• Work order: Print the records below verbatim.

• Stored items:

- - - - - - -

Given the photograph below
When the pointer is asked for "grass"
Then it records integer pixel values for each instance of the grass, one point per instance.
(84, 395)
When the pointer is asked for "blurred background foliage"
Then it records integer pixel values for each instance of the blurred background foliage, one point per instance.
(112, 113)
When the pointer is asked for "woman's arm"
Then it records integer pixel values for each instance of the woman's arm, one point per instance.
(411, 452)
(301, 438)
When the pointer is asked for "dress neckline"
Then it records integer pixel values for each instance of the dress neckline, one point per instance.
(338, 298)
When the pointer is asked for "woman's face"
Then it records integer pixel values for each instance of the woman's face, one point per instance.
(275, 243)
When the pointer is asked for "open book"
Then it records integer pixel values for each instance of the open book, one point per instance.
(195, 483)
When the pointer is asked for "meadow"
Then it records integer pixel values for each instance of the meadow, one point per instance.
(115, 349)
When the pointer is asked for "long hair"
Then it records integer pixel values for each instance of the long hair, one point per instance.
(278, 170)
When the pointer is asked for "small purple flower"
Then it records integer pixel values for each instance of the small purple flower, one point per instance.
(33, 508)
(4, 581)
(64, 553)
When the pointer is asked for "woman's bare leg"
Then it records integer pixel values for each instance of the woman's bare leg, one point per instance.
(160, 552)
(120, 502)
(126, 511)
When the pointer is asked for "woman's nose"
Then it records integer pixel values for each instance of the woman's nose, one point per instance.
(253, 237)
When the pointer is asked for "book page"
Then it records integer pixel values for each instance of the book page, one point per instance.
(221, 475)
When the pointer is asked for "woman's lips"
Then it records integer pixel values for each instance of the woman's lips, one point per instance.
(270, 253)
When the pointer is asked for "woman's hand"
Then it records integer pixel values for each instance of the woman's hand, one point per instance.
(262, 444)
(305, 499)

- - - - - - -

• Response area:
Given the photograph below
When the pointer is asked for "grass"
Then it records integer pixel values for each instance of the grass, one point per instance.
(84, 395)
When the pointer is asked for "blurred background foliage"
Then it records integer pixel values for each instance of the blurred background foliage, one point per instance.
(112, 113)
When the pointer is asked for "woman's arm"
Then it records integer pixel values for each instance of the woman's arm, one point per instance.
(411, 452)
(301, 438)
When the pointer is asked for "dress neckline"
Then it records integer pixel values for each instance of the dress neckline, one point per instance.
(338, 298)
When the pointer is asked for "woman's face"
Then it records integer pixel values for each instance of the woman's face, one point per instance.
(275, 243)
When the pointer is asked for "open book"
Then it records integer pixel values for each instance of the open book, one point per instance.
(195, 483)
When the pointer is asked for "meadow"
Then it records integer pixel values for each instance of the meadow, one point per instance.
(115, 349)
When the pointer is asked for "long hair"
Then it records integer pixel values for each instance of the long hair, one point per instance.
(278, 170)
When the pointer is asked for "small purple flower"
Then it records integer pixel values for each instance of the small purple flower, one point per instance.
(33, 508)
(4, 581)
(64, 553)
When the pointer is asked for "woman's bare leg"
Then it records integer pixel values for each instance of the woman's bare leg, one point per instance.
(160, 552)
(120, 502)
(126, 511)
When the pointer is asked for "woman's nose"
Then it records integer pixel values for each instance of the woman's nose, one point per instance.
(253, 237)
When the pointer is asked for "book page"
Then it records integer pixel values for each instance of the book page, one point per instance.
(221, 475)
When the pointer is asked for "woman's lips"
Then it records integer pixel values for each instance of the woman's lips, one point per instance.
(270, 253)
When the pointer is asked for "woman's hand"
Then it records integer pixel values for each instance of the woman's hand, one point per instance.
(262, 444)
(305, 499)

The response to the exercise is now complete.